Seitentext.
###

Am nächsten Morgen ging es früher als sonst an den KIA. Wieder einmal Vollgas über Kabuls Straßen. Am KIA kamen dann gleich am Morgen die MedEvac Maschinen aus Termez. Sie landeten, und schon kamen die ersten Rettungswagen mit den Schwerstverletzten. Wir bekamen nur gesagt, dass zuerst die Schwerstverletzten und dann die leichter Verletzten in die Maschine kommen. Dann kam der erste Bus mit den Verletzten. Sie sahen übel zugerichtet aus. Keiner sagte ein Wort. Wir waren nur am arbeiten. Eben einfach nur funktionieren. Keiner wusste nun, wie die Kameraden flugmäßig vorbereitet werden mussten. Denn manche Kameraden hatten keinen Pass mehr. Oder keinen Truppenausweis mehr. Und die mussten wir eigentlich einsammeln, damit der Zoll in Usbekistan weiß, wer wo wann ins Land kommt. Alles war ein bisschen skurril. Wir hatten dann die Kameraden ohne Pässe einfach so in die Maschinen geschickt. Was blieb uns übrig? Wir hatten keine andere Wahl. Schließlich mussten die Kameraden raus. Raus aus diesem Land. Zurück in die Heimat.
 
Die Flieger hoben ab. Einer nach dem anderen. Dann begann das Warten. Denn die leicht Verletzten wollten auch weg. Aber die Maschine kam noch nicht. Wir gingen in den Container und warteten. Da waren sie alle. Die Freunde und die guten Kameraden, mit denen wir wochenlang zusammen gearbeitet hatten. Mit denen wir Spaß hatten, gegrillt, gefeiert, getrunken usw. Keiner sagte ein Wort. Alle hatten sich verändert und waren nicht mehr wieder zu erkennen. Martin, der Fahrer des ersten Busses, erzählte von dem, was er erlebt hatte. Er schien es verhältnismäßig gut verkraftet zu haben. Aber der Schein sollte trügen, wie man später erfuhr.

###

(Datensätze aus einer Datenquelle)
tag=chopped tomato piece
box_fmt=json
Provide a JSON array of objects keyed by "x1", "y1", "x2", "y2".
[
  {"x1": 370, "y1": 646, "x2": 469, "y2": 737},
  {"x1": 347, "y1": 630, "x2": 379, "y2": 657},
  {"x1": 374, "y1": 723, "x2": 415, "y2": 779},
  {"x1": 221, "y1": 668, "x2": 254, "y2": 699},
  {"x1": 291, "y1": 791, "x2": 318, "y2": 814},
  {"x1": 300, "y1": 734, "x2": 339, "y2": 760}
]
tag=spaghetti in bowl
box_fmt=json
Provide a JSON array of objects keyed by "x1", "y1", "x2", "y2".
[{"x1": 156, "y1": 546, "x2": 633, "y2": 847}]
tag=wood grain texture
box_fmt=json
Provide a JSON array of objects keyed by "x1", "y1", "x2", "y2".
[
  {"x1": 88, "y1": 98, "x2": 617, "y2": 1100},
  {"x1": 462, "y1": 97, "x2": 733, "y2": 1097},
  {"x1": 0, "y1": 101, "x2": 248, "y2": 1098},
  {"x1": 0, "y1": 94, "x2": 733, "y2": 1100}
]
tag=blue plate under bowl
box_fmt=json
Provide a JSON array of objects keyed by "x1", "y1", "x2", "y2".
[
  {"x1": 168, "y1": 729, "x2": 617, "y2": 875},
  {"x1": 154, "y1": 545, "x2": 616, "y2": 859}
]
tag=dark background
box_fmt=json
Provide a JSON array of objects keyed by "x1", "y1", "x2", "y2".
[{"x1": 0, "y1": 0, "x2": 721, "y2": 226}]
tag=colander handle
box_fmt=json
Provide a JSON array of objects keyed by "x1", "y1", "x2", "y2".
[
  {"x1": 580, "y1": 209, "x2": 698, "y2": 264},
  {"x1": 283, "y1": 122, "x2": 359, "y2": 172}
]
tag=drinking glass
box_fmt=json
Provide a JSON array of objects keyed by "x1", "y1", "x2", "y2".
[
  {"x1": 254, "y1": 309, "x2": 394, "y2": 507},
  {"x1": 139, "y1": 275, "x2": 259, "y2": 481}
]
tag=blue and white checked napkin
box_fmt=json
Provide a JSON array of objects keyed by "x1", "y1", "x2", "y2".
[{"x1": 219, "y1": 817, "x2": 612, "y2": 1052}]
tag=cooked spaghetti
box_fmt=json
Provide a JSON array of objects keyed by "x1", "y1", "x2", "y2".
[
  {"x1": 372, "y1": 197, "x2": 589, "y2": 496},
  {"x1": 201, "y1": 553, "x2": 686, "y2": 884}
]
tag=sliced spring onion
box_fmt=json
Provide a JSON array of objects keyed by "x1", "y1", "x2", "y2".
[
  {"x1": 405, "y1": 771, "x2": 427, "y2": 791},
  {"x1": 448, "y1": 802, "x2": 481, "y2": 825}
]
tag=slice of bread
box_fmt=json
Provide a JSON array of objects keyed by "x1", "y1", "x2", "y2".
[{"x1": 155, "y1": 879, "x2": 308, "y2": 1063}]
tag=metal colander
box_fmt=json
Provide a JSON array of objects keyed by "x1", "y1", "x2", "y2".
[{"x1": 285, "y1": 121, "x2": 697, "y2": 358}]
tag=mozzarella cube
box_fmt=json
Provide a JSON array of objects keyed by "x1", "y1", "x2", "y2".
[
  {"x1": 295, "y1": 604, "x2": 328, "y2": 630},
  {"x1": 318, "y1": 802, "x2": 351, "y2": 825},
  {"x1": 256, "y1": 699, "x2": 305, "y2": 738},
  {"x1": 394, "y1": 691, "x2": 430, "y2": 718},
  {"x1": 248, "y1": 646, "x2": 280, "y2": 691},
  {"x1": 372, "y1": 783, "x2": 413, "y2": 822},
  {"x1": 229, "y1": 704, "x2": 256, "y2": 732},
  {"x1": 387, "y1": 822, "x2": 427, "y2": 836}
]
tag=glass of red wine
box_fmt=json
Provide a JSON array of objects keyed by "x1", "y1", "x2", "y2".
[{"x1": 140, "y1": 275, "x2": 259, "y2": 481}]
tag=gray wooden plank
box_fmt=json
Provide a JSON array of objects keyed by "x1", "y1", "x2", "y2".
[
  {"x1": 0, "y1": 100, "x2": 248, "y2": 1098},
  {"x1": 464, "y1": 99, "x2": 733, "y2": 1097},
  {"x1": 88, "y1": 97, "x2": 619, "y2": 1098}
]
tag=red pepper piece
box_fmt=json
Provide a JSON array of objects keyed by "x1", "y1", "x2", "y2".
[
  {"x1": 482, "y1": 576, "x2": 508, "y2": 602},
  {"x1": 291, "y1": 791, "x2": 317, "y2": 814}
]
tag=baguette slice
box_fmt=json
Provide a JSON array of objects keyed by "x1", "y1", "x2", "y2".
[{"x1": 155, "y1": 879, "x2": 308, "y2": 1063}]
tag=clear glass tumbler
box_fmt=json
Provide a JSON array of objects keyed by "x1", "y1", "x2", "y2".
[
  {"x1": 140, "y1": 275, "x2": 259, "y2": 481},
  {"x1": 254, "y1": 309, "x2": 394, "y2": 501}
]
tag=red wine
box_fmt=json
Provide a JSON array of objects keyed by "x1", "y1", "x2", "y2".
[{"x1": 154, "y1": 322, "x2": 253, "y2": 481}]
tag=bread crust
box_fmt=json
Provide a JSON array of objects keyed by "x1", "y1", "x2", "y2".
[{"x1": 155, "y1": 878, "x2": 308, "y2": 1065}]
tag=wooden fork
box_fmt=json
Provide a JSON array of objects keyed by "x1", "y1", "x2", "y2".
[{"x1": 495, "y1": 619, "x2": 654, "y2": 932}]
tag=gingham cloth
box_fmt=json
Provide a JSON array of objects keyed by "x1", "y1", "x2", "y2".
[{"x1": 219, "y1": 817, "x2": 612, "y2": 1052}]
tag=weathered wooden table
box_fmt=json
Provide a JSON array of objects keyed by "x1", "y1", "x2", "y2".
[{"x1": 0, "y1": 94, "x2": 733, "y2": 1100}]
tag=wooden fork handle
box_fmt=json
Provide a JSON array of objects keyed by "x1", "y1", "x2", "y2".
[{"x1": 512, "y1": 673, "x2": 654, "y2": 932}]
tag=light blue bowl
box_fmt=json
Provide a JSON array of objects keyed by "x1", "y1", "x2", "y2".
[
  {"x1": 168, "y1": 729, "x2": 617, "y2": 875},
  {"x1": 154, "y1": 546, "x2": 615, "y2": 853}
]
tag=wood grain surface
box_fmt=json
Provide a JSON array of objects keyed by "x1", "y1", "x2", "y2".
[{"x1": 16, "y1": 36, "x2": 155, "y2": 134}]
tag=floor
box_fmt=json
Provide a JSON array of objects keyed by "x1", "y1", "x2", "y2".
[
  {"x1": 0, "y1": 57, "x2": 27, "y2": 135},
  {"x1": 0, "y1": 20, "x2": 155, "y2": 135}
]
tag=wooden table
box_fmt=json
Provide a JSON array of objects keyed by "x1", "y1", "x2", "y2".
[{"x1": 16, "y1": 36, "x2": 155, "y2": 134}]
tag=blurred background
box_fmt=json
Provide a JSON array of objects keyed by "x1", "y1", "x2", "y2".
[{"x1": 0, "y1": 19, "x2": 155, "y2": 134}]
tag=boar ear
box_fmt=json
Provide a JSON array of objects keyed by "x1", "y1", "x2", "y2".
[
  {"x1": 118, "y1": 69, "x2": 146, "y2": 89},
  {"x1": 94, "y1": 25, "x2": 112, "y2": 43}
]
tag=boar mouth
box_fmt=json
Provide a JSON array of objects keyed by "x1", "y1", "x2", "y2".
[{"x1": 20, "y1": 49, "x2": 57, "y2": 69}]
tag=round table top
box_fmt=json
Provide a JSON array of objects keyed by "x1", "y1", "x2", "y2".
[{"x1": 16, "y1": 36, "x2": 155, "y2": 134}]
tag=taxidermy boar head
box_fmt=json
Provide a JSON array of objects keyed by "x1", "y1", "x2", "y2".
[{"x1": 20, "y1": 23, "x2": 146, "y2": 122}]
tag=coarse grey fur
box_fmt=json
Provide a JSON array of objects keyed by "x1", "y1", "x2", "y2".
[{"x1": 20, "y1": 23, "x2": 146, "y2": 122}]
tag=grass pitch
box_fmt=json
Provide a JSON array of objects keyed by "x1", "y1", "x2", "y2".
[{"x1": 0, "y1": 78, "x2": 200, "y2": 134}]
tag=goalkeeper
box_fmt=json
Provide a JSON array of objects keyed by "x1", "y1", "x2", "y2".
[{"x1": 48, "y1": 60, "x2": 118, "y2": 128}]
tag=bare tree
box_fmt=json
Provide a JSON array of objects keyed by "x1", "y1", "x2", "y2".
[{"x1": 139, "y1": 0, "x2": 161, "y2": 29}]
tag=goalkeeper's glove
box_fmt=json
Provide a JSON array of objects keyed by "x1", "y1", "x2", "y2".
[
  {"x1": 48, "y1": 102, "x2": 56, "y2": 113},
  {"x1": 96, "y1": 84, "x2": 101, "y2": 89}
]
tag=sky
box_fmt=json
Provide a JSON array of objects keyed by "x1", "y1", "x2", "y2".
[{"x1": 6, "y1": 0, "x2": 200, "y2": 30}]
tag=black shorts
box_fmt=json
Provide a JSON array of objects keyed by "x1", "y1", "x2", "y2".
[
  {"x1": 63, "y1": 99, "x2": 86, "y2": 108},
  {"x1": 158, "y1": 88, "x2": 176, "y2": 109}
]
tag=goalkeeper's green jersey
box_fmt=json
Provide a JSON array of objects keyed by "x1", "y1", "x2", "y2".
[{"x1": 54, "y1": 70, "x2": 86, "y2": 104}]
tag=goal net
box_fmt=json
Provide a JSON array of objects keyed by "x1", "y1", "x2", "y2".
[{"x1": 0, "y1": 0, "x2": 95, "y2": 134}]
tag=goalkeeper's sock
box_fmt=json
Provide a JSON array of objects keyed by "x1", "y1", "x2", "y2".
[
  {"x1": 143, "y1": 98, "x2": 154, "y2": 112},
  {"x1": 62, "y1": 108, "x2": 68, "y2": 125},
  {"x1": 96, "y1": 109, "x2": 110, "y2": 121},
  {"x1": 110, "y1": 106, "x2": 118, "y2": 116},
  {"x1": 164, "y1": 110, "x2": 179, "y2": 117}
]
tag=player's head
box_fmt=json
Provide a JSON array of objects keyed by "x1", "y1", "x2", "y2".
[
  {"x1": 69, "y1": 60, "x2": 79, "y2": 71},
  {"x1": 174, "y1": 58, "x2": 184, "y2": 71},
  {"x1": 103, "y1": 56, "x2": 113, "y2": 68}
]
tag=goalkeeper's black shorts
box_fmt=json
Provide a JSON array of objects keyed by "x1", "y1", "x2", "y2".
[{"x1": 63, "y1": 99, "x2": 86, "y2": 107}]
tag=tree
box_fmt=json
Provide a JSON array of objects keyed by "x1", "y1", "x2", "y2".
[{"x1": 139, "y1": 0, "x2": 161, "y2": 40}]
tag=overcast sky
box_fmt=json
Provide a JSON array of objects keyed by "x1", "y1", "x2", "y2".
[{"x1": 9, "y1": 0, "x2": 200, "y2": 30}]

###

Zu erledigen.
A - Kopiere aus dem Erlebnisbericht wortgetreu den Abschnitt, der bei „Die Flieger hoben“ beginnt und bei „man später erfuhr.“ endet.
B - Stimmen diese Aussagen mit dem Erlebnisbericht überein? Beantworte jede mit Ja oder Nein und zitiere die entscheidenden Worte des Berichts.
(i) Die MedEvac-Maschinen kamen aus Kabul.
(ii) Kameraden ohne Pässe wurden in die Maschinen geschickt.
(iii) Die leichter Verletzten kamen vor den Schwerstverletzten in die Maschine.

Lösungen je Aufgabe.
A -
Die Flieger hoben ab. Einer nach dem anderen. Dann begann das Warten. Denn die leicht Verletzten wollten auch weg. Aber die Maschine kam noch nicht. Wir gingen in den Container und warteten. Da waren sie alle. Die Freunde und die guten Kameraden, mit denen wir wochenlang zusammen gearbeitet hatten. Mit denen wir Spaß hatten, gegrillt, gefeiert, getrunken usw. Keiner sagte ein Wort. Alle hatten sich verändert und waren nicht mehr wieder zu erkennen. Martin, der Fahrer des ersten Busses, erzählte von dem, was er erlebt hatte. Er schien es verhältnismäßig gut verkraftet zu haben. Aber der Schein sollte trügen, wie man später erfuhr.

B -
(i) Nein: „Am KIA kamen dann gleich am Morgen die MedEvac Maschinen aus Termez.“
(ii) Ja: „Wir hatten dann die Kameraden ohne Pässe einfach so in die Maschinen geschickt.“
(iii) Nein: „dass zuerst die Schwerstverletzten und dann die leichter Verletzten in die Maschine kommen.“